(What you should do):
Render the rows below as a numbered list, starting at the line that contains "Drone-based crop survey: pinpoint every knee" and ending at the line that contains "[152,83,312,266]", with both of those lines included. Leave out any blank lines and nothing else.

---- Material for the task

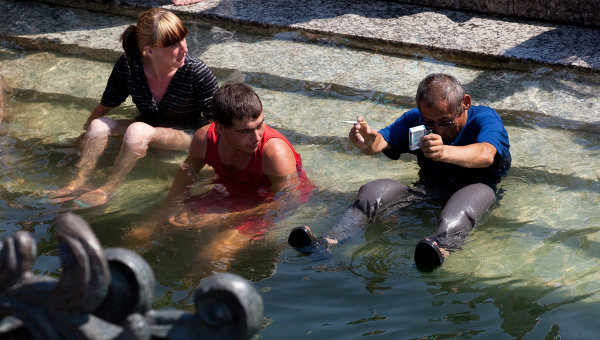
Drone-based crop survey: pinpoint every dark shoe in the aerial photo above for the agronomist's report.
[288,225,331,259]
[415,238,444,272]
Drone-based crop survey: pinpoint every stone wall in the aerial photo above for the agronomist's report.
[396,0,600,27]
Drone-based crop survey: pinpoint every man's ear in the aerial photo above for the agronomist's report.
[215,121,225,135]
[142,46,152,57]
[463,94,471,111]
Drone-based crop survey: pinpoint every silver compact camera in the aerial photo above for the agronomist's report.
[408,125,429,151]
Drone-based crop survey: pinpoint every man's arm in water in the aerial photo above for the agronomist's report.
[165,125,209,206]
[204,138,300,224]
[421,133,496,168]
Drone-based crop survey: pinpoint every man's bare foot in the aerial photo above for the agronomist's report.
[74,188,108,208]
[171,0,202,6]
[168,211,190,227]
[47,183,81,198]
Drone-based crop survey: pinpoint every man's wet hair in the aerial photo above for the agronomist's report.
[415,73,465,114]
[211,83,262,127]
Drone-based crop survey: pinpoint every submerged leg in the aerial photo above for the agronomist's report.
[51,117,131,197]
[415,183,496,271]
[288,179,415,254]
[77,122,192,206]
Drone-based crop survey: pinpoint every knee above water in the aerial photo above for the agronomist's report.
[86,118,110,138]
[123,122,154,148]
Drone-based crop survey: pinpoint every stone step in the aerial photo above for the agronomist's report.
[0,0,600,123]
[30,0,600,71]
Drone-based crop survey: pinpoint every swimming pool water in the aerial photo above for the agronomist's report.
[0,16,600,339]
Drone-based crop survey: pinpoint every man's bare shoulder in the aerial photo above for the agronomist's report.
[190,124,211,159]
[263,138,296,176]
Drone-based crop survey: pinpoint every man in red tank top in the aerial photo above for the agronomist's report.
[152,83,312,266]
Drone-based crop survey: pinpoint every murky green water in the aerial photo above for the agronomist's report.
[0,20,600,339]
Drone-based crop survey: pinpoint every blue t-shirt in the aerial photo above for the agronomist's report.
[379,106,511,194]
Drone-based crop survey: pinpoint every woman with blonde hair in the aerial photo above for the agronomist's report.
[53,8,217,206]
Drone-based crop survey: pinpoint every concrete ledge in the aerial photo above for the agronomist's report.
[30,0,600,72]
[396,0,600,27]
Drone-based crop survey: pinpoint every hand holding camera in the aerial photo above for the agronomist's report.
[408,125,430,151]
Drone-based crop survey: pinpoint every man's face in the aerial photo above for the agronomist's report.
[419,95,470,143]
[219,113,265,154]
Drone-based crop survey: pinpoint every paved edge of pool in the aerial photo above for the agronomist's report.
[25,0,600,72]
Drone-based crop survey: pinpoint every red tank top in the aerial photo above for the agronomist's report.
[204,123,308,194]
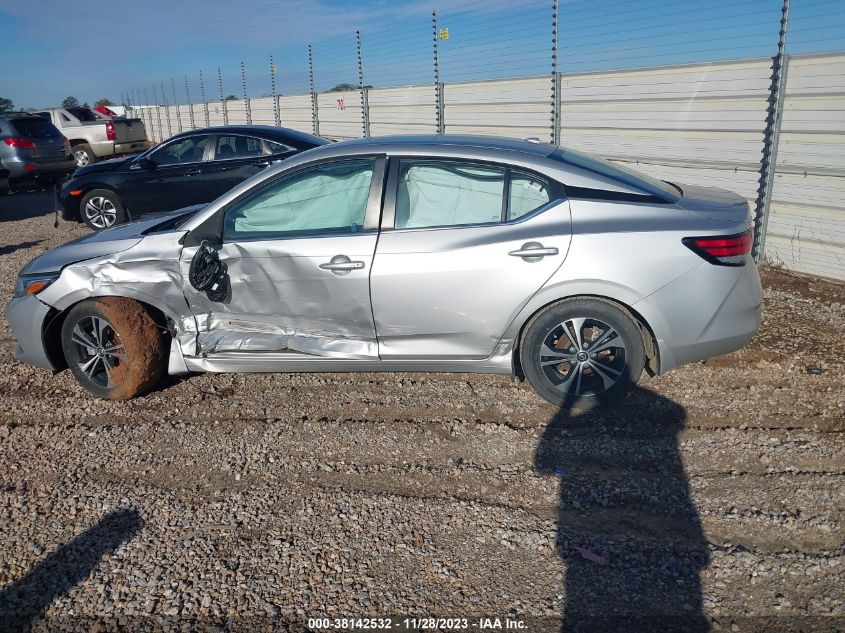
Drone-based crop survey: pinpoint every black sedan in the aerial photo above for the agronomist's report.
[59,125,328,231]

--------
---- Material for the task

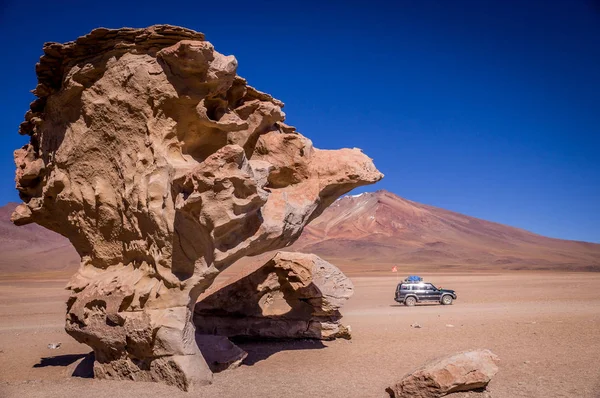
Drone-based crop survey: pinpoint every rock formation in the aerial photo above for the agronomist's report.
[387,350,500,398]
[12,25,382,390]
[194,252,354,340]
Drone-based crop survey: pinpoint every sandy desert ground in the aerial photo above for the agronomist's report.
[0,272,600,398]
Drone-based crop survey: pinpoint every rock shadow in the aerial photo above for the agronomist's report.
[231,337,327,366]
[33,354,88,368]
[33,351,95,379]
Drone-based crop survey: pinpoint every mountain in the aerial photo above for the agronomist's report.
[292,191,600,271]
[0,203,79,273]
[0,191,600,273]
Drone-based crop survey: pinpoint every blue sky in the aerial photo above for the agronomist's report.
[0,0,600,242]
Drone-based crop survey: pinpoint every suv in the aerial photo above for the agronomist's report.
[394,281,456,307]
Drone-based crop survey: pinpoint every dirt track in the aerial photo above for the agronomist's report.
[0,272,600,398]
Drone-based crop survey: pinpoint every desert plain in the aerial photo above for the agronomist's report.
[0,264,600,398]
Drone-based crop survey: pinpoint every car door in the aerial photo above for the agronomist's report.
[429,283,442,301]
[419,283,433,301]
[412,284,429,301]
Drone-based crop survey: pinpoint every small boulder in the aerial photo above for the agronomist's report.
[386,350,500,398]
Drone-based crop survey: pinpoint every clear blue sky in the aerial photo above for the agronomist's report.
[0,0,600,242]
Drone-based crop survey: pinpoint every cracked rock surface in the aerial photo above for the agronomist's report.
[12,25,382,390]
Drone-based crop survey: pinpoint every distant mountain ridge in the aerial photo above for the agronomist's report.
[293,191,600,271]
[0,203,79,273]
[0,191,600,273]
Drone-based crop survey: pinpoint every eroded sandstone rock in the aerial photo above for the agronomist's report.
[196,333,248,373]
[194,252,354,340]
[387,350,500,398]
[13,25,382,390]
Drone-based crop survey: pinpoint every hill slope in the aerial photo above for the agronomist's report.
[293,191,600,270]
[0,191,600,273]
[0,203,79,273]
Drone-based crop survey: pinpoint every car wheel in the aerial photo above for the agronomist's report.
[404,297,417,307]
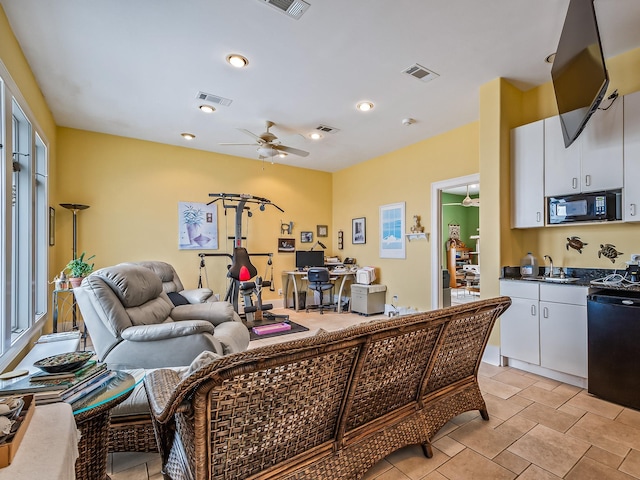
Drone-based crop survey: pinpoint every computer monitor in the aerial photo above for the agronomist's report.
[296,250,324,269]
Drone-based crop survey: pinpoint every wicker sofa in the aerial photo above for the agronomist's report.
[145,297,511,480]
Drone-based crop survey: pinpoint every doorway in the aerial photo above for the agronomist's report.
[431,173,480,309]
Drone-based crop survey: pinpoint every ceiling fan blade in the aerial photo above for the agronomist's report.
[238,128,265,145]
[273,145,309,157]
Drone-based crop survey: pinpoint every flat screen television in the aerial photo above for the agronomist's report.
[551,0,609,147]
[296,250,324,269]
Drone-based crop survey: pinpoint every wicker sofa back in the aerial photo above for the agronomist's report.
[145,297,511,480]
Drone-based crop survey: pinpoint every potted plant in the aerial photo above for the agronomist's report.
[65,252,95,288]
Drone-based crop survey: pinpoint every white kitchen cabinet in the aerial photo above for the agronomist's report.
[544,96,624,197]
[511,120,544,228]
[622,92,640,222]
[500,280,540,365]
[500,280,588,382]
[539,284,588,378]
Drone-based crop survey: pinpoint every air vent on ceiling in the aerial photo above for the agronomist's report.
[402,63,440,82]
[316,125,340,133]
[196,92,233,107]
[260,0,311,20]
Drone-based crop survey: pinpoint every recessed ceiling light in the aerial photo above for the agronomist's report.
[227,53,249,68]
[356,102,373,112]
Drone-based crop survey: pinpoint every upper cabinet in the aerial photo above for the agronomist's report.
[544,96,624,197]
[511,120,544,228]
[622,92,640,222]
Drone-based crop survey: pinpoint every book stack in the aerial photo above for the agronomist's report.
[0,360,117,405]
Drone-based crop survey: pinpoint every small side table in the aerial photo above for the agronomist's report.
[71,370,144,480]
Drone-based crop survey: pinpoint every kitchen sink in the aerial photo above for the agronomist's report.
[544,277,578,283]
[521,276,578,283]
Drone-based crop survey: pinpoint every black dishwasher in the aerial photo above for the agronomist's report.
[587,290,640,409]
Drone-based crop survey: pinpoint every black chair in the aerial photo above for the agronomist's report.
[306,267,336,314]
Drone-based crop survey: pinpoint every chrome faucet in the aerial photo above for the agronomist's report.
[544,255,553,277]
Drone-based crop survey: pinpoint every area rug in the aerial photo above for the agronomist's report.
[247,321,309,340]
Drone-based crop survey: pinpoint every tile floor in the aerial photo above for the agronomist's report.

--------

(The reply):
1. Drone-based crop survey: pinpoint every knee above water in the aerial photo above for the agronomist's report.
2. [86,118,110,138]
3. [123,122,154,148]
4. Drone-based crop survey: pinpoint every stone step in the aerial photo above for the agronomist's report.
5. [0,0,600,123]
6. [30,0,600,71]
7. Drone-based crop survey: pinpoint every swimming pool water in the aerial photo above for the agronomist's report.
8. [0,16,600,339]
9. Drone-based crop survey: pinpoint every man's bare shoulder in the aerial photo above for the agronomist's report.
10. [190,124,211,159]
11. [263,138,296,176]
12. Drone-based crop survey: pinpoint every man in red tank top in the aerial photo above for the agronomist's report.
13. [152,83,312,266]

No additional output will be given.